Excerpted text:
— Begin —

APEX COURT ON WHETHER INSURER IS A CONSUMER WITHIN PURVIEW OF CP ACT - RECOVERY, SUBROGATION AND CONSUMER PROTECTION ACT

Justice in India should be simple, speedy and cheap,” the first PM J Nehru was quoted as saying in 1995. Decades later that largely remains a pipe dream.

Cases continue to pile up in various Courts and it was reported quoting Judiciary that even where lower trial courts disposed off nearly 20 M cases last yar, 18 million fresh cases were filed. Apart from trial courts, there are many at High Courts and many pending before the Supreme Court. Civil matters takes ages and by the time judgment is pronounced, there may not be a winner.

Here is a case which is of significance to Insurer but coming as it did years after an important amendment in the statue could prove not to be of much practical use.

The year 1986 saw enactment of a social welfare legislation - Consumer Protection Act aimed at providing better protection of the interests of consumers and paved way for establishment of consumer councils and quasi judicial authorities for settlement of disputes of consumers. Who is entitled to benefit under the statute has been the subject matter of dispute in various forums and before the Apex Court also. There was an all important amendment in Sec 2(d) of the Act in 2002 by addition of words ‘but does not include a person who avails of such services from any commercial purpose’ in the definition of consumer which excluded such persons from the purview and complaints made by such persons became not maintainable. Commercial purpose would not include use by a person of goods bought and used by him and services availed by him exclusively for the purposes of earning his livelihood by means of self-employment.

— End —

Jobs:
1) Can you duplicate the portion of the passage on insurers and the Consumer Protection Act starting at "APEX COURT ON" and ending at "be a winner."?
2) In the passage on insurers and the Consumer Protection Act, which section of the Act was amended in 2002?

Recorded information:
— Begin —

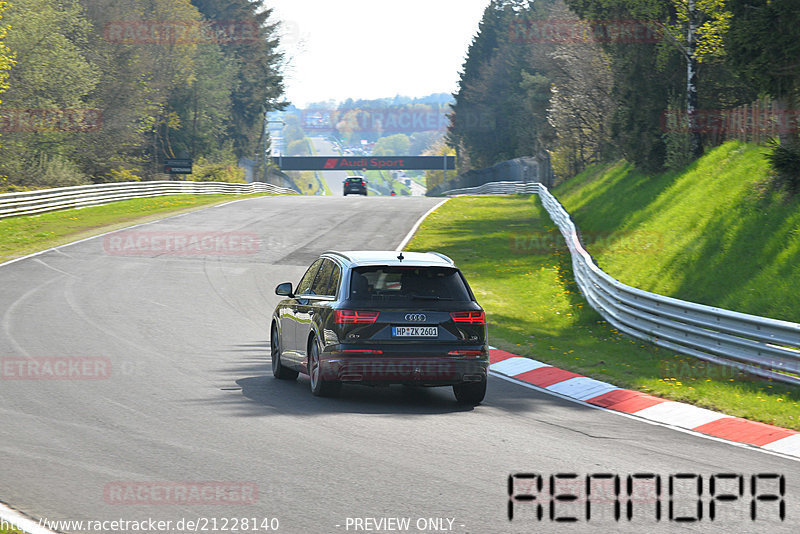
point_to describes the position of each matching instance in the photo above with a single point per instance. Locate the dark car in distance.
(355, 184)
(379, 318)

— End —

Results:
1)
APEX COURT ON WHETHER INSURER IS A CONSUMER WITHIN PURVIEW OF CP ACT - RECOVERY, SUBROGATION AND CONSUMER PROTECTION ACT

Justice in India should be simple, speedy and cheap,” the first PM J Nehru was quoted as saying in 1995. Decades later that largely remains a pipe dream.

Cases continue to pile up in various Courts and it was reported quoting Judiciary that even where lower trial courts disposed off nearly 20 M cases last yar, 18 million fresh cases were filed. Apart from trial courts, there are many at High Courts and many pending before the Supreme Court. Civil matters takes ages and by the time judgment is pronounced, there may not be a winner.

2) Sec 2(d)